*Exercise*. Each line of the records that holds "dark" should be shown in full.

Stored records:
+===+

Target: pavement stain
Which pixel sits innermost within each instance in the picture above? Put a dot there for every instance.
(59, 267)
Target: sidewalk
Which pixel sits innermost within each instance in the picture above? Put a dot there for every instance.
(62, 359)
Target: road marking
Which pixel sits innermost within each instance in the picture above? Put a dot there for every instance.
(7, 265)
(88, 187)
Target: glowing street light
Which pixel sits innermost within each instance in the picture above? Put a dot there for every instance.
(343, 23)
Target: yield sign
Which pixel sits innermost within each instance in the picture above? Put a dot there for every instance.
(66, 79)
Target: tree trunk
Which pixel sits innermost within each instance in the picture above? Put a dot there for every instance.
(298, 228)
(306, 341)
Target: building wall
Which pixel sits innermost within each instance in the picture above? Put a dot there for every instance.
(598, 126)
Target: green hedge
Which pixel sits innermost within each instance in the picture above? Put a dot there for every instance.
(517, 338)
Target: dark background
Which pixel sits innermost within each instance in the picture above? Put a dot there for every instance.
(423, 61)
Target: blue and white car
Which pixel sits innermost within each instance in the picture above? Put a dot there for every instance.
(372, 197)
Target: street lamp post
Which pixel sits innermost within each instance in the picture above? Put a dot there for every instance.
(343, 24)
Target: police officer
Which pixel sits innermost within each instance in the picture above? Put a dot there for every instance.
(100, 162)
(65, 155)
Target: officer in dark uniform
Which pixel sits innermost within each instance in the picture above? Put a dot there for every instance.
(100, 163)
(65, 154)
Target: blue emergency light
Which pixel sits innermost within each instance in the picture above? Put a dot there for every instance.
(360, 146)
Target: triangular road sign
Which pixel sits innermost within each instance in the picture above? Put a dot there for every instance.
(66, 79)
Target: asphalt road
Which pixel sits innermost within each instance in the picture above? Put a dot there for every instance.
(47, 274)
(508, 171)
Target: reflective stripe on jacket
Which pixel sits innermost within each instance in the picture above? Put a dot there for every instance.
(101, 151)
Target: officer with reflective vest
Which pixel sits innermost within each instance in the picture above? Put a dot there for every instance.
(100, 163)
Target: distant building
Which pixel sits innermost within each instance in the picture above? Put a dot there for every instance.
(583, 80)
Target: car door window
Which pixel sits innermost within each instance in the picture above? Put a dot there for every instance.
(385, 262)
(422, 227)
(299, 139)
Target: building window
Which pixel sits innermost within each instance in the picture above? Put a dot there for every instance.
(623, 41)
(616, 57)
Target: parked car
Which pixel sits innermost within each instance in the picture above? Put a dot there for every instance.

+===+

*Answer box*.
Target: dark background
Target: officer in dark uniform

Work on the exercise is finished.